# [Activity]
The entries below need to be transcribed exactly, without their images.

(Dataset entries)
# # # # # # #
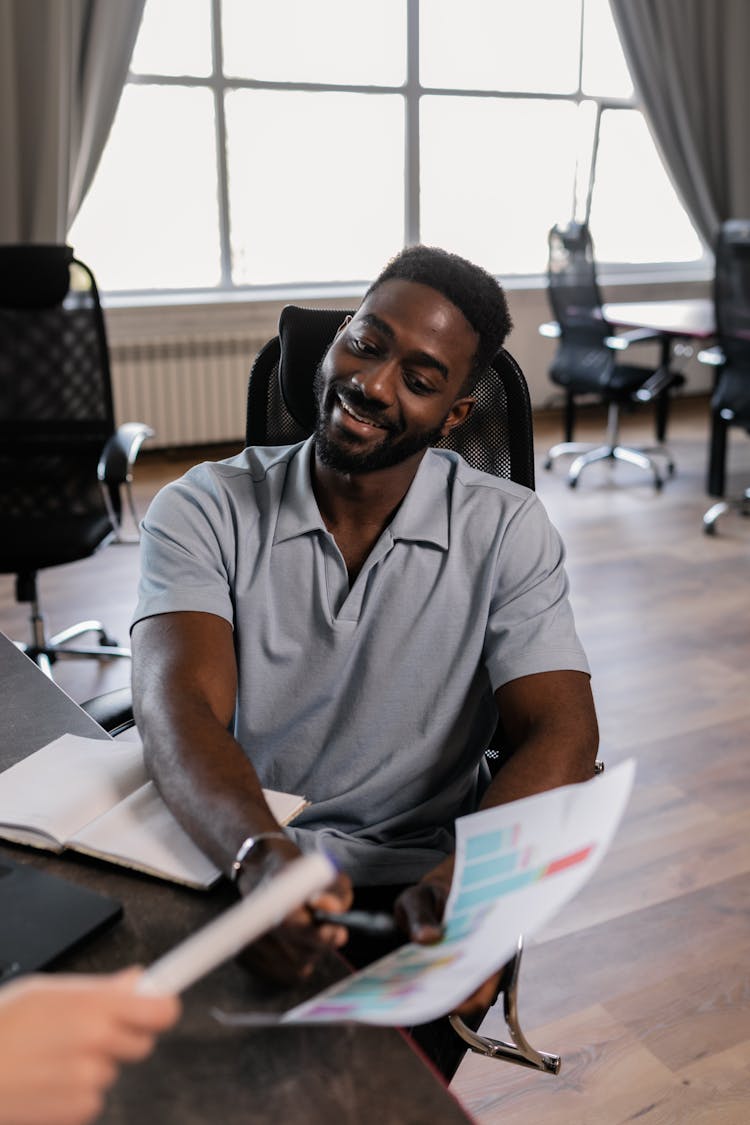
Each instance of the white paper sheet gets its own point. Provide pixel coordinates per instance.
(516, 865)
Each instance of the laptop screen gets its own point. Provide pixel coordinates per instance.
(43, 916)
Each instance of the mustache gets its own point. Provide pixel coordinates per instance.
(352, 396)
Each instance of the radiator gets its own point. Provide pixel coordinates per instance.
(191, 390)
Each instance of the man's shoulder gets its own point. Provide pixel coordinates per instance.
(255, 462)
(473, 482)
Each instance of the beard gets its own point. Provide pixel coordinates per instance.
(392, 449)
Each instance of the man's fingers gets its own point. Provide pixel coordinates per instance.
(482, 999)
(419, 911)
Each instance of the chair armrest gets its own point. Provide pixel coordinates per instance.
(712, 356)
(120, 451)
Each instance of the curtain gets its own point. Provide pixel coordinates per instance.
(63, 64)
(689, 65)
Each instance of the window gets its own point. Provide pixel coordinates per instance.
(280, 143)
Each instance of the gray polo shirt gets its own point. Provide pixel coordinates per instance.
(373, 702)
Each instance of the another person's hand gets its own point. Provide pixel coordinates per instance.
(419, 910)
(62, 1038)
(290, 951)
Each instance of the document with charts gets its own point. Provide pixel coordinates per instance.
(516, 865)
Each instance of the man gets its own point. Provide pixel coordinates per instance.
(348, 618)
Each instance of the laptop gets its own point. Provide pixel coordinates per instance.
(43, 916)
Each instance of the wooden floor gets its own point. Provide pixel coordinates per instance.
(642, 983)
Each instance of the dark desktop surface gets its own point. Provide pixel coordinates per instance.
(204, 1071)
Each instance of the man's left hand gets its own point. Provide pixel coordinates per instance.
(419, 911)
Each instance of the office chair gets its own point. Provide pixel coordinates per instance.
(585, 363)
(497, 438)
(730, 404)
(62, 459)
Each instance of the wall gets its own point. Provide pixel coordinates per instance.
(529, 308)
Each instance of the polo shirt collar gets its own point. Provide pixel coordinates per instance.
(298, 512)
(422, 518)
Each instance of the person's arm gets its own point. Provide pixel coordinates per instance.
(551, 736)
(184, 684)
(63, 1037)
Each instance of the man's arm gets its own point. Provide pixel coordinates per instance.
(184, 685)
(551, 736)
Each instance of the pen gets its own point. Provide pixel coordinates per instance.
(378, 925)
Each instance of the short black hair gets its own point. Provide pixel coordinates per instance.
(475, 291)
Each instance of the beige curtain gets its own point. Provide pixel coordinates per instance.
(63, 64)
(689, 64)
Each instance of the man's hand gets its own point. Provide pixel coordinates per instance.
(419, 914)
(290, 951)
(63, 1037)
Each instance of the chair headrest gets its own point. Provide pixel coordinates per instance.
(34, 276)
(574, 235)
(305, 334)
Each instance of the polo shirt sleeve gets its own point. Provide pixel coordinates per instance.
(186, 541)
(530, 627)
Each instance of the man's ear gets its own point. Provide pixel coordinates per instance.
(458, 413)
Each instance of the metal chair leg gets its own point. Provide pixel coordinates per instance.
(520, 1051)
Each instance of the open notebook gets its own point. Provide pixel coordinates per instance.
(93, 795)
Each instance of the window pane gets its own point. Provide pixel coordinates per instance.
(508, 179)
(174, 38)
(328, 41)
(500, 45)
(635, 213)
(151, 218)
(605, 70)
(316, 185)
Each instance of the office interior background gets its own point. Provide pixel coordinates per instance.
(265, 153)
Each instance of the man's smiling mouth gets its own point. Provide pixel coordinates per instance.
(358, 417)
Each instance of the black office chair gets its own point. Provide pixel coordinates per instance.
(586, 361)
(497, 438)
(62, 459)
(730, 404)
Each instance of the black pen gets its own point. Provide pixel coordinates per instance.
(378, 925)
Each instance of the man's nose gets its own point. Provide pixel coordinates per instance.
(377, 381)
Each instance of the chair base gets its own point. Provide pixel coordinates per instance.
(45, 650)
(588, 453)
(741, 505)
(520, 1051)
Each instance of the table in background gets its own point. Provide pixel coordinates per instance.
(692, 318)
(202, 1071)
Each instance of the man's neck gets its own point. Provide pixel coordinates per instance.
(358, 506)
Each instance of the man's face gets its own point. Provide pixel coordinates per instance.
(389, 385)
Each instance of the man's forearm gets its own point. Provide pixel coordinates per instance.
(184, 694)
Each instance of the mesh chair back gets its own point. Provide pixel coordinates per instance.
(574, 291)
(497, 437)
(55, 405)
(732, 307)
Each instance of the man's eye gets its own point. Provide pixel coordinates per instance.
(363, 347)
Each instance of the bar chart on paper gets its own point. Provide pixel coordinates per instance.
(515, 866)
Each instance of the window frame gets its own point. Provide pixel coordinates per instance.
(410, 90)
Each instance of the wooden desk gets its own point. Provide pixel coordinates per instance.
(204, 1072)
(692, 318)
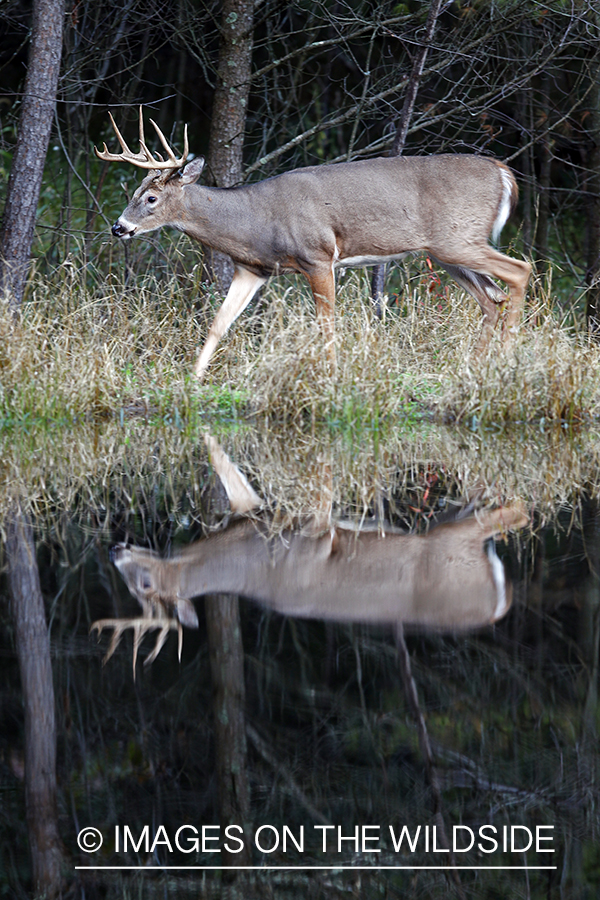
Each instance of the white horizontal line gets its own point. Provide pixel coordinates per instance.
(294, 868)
# # # # # # #
# [Completed exercise]
Each instance of the white paper sheet gets its own point. Provide pixel coordinates per instance.
(516, 865)
Each instance of the laptop screen gets its own point. Provide pixel coordinates per instance.
(43, 916)
Each instance of the mustache gets its own point. Provide pixel coordinates per instance.
(352, 396)
Each instance of the radiator gets its own point. Provide pixel coordinates per instance.
(191, 390)
Each instance of the man's shoulder gets its own point. Provide pixel coordinates per instance.
(255, 462)
(473, 482)
Each instance of the beard gets its own point. Provide pixel coordinates per instance.
(392, 449)
Each instance of the man's fingers gets its own point. Provide pixel coordinates per instance.
(482, 999)
(419, 911)
Each instance of the chair armrest gets its own point. Provide pixel coordinates per instance.
(712, 356)
(120, 451)
Each instance of the curtain gets its own point. Provide pixel coordinates per instance.
(63, 64)
(689, 65)
Each instance of the window gets its own point. Provide pixel coordinates per instance.
(280, 143)
Each instance of the gray polo shirt gets its own point. Provide pixel coordinates per instance.
(373, 702)
Each instance of the another person's hand gets its own point. Provide pixel coordinates per instance.
(419, 910)
(62, 1038)
(290, 951)
Each instance of the document with charts gets its own point. Provide pixel coordinates per instance.
(516, 865)
Each instance of the man gets its own point. Provide pixel coordinates per instance.
(348, 618)
Each instance of the laptop gets its own point. Provide pixel coordinates per instance.
(43, 916)
Each instance of the wooden floor gets its own point. Provide pixel coordinates per instance.
(642, 983)
Each instance of the dark desktop surface gets its own point. Provide pixel coordinates per instance.
(204, 1071)
Each instance of the man's left hand gets its own point. Provide pixel coordinates per instance.
(419, 911)
Each instance of the office chair gets its own point. Provide pixel coordinates per instance.
(585, 363)
(497, 438)
(730, 404)
(62, 459)
Each instance of the wall gets its own point. Provide pixel coordinates per instance.
(529, 308)
Each instance of the polo shirt collar gets its own point. Provide pixel coordinates per instance.
(298, 512)
(422, 518)
Each instance of the person's arm gets its own point. Provide pixel coordinates per instance.
(551, 736)
(184, 684)
(63, 1037)
Each instance of the man's arm gets its own point. Provide pixel coordinates per instance.
(184, 685)
(551, 736)
Each instance of the pen gets its own point. Provide pixel coordinates per instance.
(378, 925)
Each instance of the short black hair gets its own point. Provide pixel coordinates per instance.
(475, 291)
Each instance of the beige curtain gets its own point. Provide pixel coordinates per instance.
(63, 64)
(689, 64)
Each instance of the man's hand gets its own point. Provide pixel coordinates per instance.
(419, 914)
(290, 951)
(63, 1037)
Each instance of the chair headrest gets its own point. Provide pixel coordinates per instance.
(34, 276)
(574, 235)
(305, 334)
Each instance of the polo shirt sleeve gets its own point. Provide pixel coordinates per instance.
(186, 541)
(530, 627)
Each instance of the man's ear gets its own point. Provide pixel coordinates per instance.
(458, 413)
Each instance of the metal chair leg gets its own point. Provide pixel coordinates per instance.
(520, 1051)
Each instance of the open notebook gets its own point. Provide pixel coordinates per instance.
(93, 795)
Each instance of the window pane gets its own point. Provide pixel coordinates per instance.
(508, 179)
(174, 38)
(328, 41)
(500, 45)
(635, 213)
(151, 218)
(605, 70)
(316, 185)
Each instance of the office interior background gets its own point. Provide pixel coordinates per instance.
(265, 153)
Each instance of the man's smiling mouth gets its own point. Provide pixel coordinates per instance.
(358, 417)
Each instance of the black office chair gets its own point. Provide pixel coordinates per instance.
(586, 361)
(497, 438)
(62, 459)
(730, 404)
Each instance of the black pen gets its own point. Provide pixel coordinates per instance.
(378, 925)
Each instance of the man's nose gets its own point. Provide pixel coordinates per instance.
(377, 381)
Each instance of the chair base gets its own point. Provide pixel coordinates per instance.
(45, 650)
(588, 453)
(741, 505)
(520, 1051)
Each instance of the table in background gets its own point. Provide pixel coordinates per instance.
(692, 318)
(202, 1071)
Each instance of the man's neck gets its own point. Provide pixel coordinates per instance.
(358, 506)
Each instance of the man's face gets its own point. Provide pixel coordinates per instance.
(389, 385)
Each instance of the man's forearm gets its own point. Provide pixel coordinates per instance.
(184, 694)
Each instance of the mesh chair back gets its own point. Provide pixel coordinates per instance.
(574, 291)
(497, 437)
(55, 405)
(732, 307)
Each instance of the man's eye gets its own point. Provide pixel coordinates per instance.
(363, 347)
Each instance of the bar chart on paper gets its own point. Provide pixel coordinates per instance.
(515, 866)
Each instance of the window frame gets its own point. Provide pixel coordinates per instance.
(410, 90)
Each instance of the wooden desk gets its own point. Provide pixel coordinates per instance.
(204, 1072)
(692, 318)
Each instance of the white horizontal line gets its own point. Provide pixel coordinates per instance.
(294, 868)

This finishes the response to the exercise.